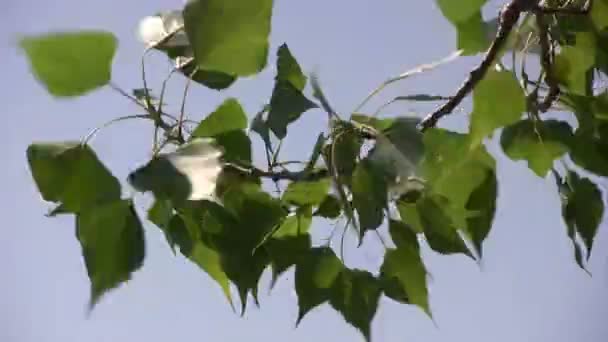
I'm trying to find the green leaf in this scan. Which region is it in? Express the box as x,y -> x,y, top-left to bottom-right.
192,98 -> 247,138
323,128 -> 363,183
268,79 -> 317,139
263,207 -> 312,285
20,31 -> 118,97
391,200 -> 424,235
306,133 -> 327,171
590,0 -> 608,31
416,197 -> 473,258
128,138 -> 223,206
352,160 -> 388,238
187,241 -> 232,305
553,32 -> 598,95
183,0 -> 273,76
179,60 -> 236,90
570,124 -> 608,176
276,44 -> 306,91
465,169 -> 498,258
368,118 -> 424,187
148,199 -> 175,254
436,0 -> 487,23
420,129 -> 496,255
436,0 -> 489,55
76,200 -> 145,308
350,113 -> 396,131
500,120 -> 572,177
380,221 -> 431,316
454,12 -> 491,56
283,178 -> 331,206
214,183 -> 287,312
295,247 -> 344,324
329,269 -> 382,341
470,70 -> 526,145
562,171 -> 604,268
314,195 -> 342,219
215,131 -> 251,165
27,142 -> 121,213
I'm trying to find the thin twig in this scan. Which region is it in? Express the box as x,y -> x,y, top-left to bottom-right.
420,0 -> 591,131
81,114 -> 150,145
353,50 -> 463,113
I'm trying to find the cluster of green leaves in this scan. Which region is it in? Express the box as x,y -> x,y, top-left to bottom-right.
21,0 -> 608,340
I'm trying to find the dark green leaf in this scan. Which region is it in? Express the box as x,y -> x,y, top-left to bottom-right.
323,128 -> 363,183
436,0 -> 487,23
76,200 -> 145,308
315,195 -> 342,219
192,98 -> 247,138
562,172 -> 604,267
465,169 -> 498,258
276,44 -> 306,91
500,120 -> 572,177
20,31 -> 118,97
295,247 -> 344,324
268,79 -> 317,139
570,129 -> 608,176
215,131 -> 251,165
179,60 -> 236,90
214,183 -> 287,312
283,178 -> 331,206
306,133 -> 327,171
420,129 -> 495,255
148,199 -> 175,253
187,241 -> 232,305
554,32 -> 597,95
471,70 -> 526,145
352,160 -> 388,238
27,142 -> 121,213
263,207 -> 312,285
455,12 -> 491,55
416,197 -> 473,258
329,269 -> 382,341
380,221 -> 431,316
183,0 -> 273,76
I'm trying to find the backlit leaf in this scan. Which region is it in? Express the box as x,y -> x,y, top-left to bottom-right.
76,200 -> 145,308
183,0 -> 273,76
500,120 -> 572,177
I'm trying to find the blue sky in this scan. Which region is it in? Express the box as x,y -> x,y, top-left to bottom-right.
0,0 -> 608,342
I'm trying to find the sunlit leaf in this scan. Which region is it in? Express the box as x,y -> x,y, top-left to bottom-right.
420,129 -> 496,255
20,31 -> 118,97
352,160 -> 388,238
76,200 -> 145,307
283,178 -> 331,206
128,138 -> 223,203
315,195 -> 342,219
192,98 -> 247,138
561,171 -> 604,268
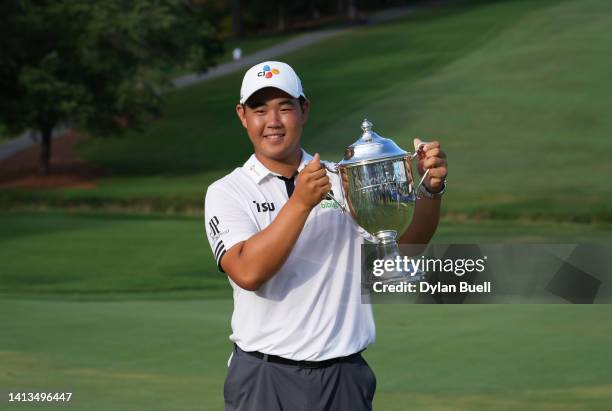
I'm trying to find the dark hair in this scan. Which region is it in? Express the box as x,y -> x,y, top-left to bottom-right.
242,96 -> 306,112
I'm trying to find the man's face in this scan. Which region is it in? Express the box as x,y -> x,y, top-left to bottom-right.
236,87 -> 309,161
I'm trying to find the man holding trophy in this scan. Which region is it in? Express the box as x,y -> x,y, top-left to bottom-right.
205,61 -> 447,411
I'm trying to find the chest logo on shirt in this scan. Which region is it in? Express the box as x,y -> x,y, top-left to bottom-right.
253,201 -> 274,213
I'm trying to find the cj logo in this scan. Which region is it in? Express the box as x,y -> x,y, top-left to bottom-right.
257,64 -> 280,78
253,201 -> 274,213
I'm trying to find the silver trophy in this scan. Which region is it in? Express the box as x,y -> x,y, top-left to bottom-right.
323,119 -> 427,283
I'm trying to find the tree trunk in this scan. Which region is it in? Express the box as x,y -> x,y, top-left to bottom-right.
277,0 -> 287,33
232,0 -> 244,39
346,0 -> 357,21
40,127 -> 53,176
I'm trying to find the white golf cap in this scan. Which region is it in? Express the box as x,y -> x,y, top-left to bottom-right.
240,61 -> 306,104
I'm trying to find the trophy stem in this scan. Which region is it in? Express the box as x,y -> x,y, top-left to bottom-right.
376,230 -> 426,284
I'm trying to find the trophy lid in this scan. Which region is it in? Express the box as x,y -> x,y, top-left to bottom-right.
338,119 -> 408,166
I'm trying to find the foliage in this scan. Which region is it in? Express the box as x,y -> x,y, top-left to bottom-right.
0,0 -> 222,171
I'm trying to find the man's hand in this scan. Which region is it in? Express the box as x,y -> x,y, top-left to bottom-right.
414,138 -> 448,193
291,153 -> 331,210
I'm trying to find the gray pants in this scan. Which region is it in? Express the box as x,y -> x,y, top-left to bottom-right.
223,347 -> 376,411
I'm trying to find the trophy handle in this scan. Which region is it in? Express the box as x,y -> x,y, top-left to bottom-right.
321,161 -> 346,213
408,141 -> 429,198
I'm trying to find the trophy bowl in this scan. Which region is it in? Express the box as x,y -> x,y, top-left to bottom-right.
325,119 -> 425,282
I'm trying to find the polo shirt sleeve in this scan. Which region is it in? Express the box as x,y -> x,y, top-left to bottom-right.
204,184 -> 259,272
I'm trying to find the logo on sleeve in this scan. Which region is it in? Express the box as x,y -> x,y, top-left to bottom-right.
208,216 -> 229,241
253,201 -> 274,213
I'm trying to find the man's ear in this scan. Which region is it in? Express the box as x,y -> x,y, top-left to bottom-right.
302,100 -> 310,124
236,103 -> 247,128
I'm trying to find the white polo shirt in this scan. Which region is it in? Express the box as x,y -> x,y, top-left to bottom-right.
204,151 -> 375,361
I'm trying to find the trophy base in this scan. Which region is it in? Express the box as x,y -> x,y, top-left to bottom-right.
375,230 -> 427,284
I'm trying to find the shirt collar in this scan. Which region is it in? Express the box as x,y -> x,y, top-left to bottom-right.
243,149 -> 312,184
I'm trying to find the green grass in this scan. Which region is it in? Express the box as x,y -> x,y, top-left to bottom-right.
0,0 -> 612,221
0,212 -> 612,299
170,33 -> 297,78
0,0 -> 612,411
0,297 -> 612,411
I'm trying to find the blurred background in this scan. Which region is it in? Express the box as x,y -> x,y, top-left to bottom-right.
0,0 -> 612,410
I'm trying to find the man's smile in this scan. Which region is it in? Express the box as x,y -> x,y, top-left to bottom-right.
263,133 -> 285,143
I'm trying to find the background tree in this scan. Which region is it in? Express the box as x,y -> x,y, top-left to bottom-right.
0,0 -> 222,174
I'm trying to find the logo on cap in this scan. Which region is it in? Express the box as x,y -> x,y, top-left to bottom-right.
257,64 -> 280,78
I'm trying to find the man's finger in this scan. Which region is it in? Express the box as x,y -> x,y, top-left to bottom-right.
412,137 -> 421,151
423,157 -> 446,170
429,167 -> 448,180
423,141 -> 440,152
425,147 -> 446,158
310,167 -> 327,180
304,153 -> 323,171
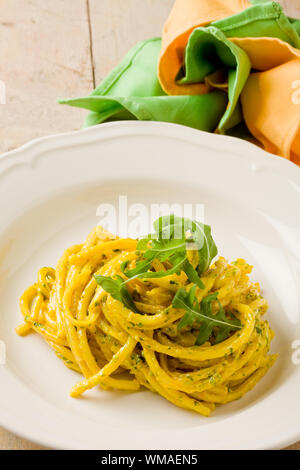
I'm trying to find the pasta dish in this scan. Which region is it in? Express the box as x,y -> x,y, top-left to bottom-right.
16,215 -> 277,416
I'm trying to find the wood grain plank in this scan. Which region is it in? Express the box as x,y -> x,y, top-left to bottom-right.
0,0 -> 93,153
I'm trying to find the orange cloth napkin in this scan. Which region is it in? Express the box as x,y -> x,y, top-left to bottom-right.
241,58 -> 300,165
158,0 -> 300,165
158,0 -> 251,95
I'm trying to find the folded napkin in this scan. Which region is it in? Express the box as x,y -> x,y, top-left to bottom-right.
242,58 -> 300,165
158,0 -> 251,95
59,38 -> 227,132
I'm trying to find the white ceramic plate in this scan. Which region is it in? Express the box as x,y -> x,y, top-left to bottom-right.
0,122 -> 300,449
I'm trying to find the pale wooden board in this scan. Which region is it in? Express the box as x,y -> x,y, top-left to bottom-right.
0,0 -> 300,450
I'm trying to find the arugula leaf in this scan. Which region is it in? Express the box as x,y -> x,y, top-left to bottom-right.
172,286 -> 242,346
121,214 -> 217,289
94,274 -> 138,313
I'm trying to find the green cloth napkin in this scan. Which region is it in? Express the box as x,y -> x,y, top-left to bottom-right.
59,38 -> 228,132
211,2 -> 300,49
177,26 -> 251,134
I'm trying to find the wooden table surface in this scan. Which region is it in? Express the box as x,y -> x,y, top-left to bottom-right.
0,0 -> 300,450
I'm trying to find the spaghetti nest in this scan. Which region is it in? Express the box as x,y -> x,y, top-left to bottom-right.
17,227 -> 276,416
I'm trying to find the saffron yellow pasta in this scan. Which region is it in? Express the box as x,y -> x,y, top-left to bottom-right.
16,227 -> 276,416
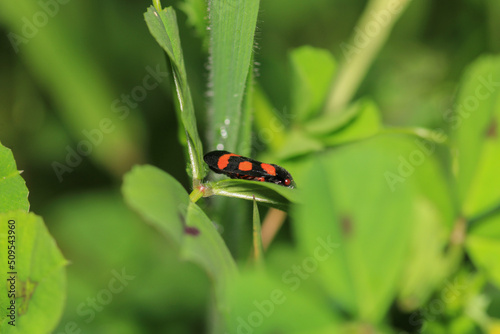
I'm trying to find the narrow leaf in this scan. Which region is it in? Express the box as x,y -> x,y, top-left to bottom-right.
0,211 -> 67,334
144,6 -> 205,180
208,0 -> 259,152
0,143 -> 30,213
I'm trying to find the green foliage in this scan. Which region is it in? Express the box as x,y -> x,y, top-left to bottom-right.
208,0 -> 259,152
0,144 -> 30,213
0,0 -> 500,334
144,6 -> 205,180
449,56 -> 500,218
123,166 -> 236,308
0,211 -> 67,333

• Exercise goal:
Reproduce the items verbatim, beginning at the line that contains "I'm trying to find the man's smile" and ending after the line that contains "263,133 -> 285,143".

• Full solution:
I'm trying to find the man's smile in this scan. Which region is it in? Express the box as x,y -> x,y, top-left to bottom-right.
263,133 -> 285,143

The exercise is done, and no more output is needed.